EXERCISE DETAILS: Output the following data exactly.

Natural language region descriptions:
------------------------

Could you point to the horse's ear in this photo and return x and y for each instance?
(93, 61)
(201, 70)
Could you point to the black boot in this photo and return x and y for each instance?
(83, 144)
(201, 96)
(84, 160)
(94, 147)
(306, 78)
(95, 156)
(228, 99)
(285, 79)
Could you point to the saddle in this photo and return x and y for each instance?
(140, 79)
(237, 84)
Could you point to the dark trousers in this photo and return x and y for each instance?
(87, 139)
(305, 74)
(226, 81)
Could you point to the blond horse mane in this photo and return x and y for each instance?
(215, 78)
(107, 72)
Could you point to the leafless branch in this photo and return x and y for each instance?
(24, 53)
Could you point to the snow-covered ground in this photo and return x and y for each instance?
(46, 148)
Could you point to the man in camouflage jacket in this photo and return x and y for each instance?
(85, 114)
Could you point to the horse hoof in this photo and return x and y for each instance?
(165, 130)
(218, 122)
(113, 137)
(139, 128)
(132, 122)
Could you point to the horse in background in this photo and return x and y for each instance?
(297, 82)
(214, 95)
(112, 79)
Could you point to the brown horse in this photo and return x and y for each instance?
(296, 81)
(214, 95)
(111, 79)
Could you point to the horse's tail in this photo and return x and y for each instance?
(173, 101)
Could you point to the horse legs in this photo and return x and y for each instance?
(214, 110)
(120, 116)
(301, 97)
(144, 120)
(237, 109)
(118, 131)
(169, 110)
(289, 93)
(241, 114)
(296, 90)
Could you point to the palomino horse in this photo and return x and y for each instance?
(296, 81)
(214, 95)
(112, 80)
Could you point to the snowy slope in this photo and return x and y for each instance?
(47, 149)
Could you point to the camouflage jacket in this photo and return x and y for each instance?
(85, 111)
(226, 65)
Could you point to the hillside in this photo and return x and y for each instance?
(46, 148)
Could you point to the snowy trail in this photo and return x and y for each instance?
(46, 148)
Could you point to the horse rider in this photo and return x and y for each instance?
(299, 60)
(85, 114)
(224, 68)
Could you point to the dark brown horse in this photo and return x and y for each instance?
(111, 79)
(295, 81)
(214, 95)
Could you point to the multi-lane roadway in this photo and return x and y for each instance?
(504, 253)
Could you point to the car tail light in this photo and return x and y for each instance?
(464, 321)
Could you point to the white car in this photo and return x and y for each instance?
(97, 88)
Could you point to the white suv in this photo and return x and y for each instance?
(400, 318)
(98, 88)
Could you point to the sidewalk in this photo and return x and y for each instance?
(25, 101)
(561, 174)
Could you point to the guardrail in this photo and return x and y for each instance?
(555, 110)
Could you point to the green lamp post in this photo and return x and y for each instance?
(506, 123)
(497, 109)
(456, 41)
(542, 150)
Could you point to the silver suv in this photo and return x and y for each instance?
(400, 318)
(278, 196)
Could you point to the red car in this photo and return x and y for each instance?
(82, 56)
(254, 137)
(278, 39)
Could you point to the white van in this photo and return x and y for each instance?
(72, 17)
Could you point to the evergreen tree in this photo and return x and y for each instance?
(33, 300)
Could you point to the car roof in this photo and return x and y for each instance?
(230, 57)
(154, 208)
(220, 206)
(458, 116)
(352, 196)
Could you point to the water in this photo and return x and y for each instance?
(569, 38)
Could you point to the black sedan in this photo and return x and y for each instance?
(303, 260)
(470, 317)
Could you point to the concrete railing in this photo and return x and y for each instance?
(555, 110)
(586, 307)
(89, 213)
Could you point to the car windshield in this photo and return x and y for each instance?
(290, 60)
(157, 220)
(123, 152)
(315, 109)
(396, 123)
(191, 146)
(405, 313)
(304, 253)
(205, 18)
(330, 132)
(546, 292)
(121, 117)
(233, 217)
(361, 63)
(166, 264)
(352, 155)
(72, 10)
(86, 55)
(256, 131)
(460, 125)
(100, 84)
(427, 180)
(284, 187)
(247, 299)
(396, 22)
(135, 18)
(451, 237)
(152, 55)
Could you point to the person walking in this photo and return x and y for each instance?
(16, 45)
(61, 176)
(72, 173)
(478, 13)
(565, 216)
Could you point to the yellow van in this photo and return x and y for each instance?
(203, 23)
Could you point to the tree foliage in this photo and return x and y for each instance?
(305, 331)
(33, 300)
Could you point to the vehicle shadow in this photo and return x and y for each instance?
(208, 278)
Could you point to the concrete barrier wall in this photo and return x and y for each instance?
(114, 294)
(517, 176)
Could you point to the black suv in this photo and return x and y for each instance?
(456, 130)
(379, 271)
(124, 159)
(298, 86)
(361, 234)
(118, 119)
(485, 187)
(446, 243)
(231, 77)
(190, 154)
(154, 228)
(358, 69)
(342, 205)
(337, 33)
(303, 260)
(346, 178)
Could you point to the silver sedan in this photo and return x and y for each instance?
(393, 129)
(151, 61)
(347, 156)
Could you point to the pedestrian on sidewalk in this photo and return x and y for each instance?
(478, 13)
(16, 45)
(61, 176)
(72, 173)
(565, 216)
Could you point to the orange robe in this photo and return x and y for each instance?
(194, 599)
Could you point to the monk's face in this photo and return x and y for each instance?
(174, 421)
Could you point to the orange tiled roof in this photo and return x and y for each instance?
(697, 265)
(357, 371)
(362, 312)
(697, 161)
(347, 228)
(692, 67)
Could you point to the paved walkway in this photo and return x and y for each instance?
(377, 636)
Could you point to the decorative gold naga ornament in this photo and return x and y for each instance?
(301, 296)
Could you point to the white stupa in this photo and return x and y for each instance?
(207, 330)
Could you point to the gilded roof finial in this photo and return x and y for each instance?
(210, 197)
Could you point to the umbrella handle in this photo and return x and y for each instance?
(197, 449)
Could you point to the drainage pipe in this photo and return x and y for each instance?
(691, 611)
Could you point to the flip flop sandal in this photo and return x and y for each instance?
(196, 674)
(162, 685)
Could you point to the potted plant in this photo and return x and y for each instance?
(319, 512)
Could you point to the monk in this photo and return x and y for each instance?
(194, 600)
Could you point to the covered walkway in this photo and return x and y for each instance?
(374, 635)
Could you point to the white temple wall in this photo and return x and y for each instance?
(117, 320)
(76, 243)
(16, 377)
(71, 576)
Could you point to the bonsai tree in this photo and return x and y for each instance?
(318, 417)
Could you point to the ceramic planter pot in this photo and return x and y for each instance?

------------------------

RESPONSE FOR THIS EXERCISE:
Could you point to the horse's ear in this photo and return x and y for each instance?
(93, 61)
(201, 70)
Could you point to the black boot in this photo and return x and y for each instance?
(83, 144)
(201, 96)
(84, 160)
(94, 147)
(306, 78)
(95, 156)
(228, 99)
(285, 79)
Could you point to the saddle in this photo and return x and y for each instance?
(140, 79)
(237, 84)
Could you point to the dark trousers in this photo and return x and y for each instance?
(87, 139)
(305, 74)
(226, 81)
Could you point to the blond horse mane in this photo and return x and y for each instance?
(215, 78)
(107, 72)
Could you point to the leafless branch in this photo and return x and y for each instance?
(24, 53)
Could you point to the snow-covered ground in this photo and return x and y for each instance?
(46, 148)
Could you point to the man in camouflage jacket in this photo and return x and y for each instance?
(85, 114)
Could you point to the horse hoof in this photo and return x and y for each instance?
(165, 130)
(218, 122)
(113, 137)
(139, 128)
(132, 122)
Could you point to the horse in background in this photo and return x and y for each instance?
(297, 82)
(214, 95)
(112, 79)
Could you point to the brown horse in this photo and return x and y for each instance?
(296, 81)
(214, 95)
(111, 79)
Could you point to the horse's tail in this photo and return x and y for each instance?
(173, 101)
Could you point to the horse legs in this photo and return x and y for each instance?
(214, 110)
(120, 116)
(301, 97)
(144, 120)
(237, 109)
(118, 131)
(169, 110)
(289, 93)
(241, 114)
(296, 90)
Could you point to the palomino horse in this photo and return x and y for each instance?
(296, 81)
(214, 95)
(112, 80)
Could you point to the snowy slope in this photo and return x and y for each instance?
(47, 149)
Could you point to the camouflage jacket in this photo and return x and y for each instance?
(85, 111)
(226, 65)
Could you point to the hillside in this photo and return x and y for each instance?
(46, 148)
Could you point to the snowy trail in this photo and return x and y for each instance?
(46, 148)
Could you point to the horse rider in this photo and return x and y for each instance?
(299, 60)
(85, 114)
(224, 68)
Could you point to the dark brown horse in this photo and return x and y for each instance?
(111, 79)
(295, 81)
(214, 95)
Could you point to the multi-lane roadway in this photo and return x and y for each instance?
(504, 253)
Could you point to the car tail light in this photo and return x and y for each instance?
(464, 321)
Could you point to the white car in this photo and return x and y for each instance?
(97, 88)
Could you point to the white suv in this photo and return x and y for each instance?
(400, 318)
(98, 88)
Could you point to the sidewalk in this photo and return x and y for each instance?
(25, 101)
(561, 174)
Could you point to the guardrail in this photo and return x and y for each instance?
(555, 110)
Could you point to the green lamp post in this photo and return x and y for each instance?
(506, 123)
(497, 109)
(456, 41)
(542, 150)
Could you point to the silver suv in this photo and return x and y for each instance?
(400, 318)
(278, 196)
Could you point to the red car in this photo and return x and y for each instance?
(82, 56)
(254, 137)
(278, 39)
Could you point to the white van in this photo and return x and y for each instance?
(72, 17)
Could you point to the evergreen tree in this photo and return x and y for each instance?
(33, 300)
Could you point to the car roof in this photo and return x and y for each instance?
(230, 57)
(154, 208)
(220, 206)
(458, 116)
(352, 196)
Could you point to the water in this photo and return x and y for each instance?
(569, 38)
Could you point to the black sedan in this photo and return x and y for each instance?
(303, 260)
(470, 317)
Could you point to the concrete railing in this photo and return x and y for each instance?
(555, 110)
(586, 307)
(89, 213)
Could you point to the car windshield in this photo and return x and y for each instance?
(290, 60)
(157, 220)
(123, 152)
(315, 109)
(396, 123)
(191, 146)
(405, 313)
(304, 253)
(205, 18)
(330, 132)
(546, 292)
(121, 117)
(233, 217)
(361, 63)
(166, 264)
(352, 155)
(72, 10)
(86, 55)
(256, 131)
(460, 125)
(100, 84)
(427, 180)
(284, 187)
(247, 299)
(396, 22)
(135, 18)
(451, 237)
(152, 55)
Could you point to the person walking in this photo and return x and y for each instance?
(16, 45)
(61, 176)
(72, 173)
(478, 13)
(565, 216)
Could you point to the yellow van in this photo and return x and y for each instance?
(203, 23)
Could you point to the tree foliage in this photo and return x and y for each instance?
(305, 331)
(33, 300)
Could you point to the vehicle shadow in this photo and return x and y for each instance?
(208, 278)
Could you point to the concrete barrier wall in this photo and return x and y for each instance?
(114, 294)
(517, 176)
Could you point to the black suv in this photo and return x and y for each instance?
(456, 130)
(379, 271)
(124, 159)
(298, 86)
(361, 234)
(118, 119)
(485, 187)
(446, 243)
(231, 77)
(190, 154)
(154, 228)
(358, 69)
(342, 205)
(337, 33)
(303, 260)
(346, 178)
Could you point to the silver sedan in this photo and return x and y for each instance?
(393, 129)
(151, 61)
(347, 156)
Could you point to the pedestrian on sidewalk in this photo and return x and y for each instance?
(478, 13)
(16, 45)
(61, 176)
(72, 173)
(565, 216)
Could you point to the orange robe in this photo and return x and y for each instance?
(194, 599)
Could you point to the monk's face in this photo and return x and y for each instance?
(174, 421)
Could you point to the orange tiled roof in this photo and return x and y for each instance?
(697, 265)
(357, 371)
(362, 312)
(697, 161)
(347, 228)
(692, 67)
Could you point to the paved walkway in this photo and return x and y for each instance?
(377, 636)
Could you point to the decorative gold naga ornament in this photo and return x and y for each instance?
(301, 296)
Could you point to the white stupa in this photo and return x and y for each instance?
(207, 330)
Could you point to the gilded roof finial in this photo and return x and y for each instance?
(210, 197)
Could you point to the umbrella handle in this photo and return x and y for each instance?
(197, 449)
Could you point to the drainage pipe in this photo and return x and y for each instance?
(691, 611)
Could you point to the flip flop sandal in this photo and return x and y for each instance?
(196, 674)
(162, 685)
Could you point to the potted plant in this photo and return x and y for each instance?
(319, 512)
Could you point to the monk in this photo and return x and y for each instance?
(194, 600)
Could you point to the covered walkway in this photo and return x and y for each instance?
(374, 635)
Could you point to the white temple wall in this photo and return x and y for each instance?
(117, 320)
(76, 243)
(16, 377)
(71, 576)
Could you point to the bonsai tree in this photo and return x and y for each instance?
(318, 417)
Could you point to the ceramic planter pot in this photo and return x and y for each instance?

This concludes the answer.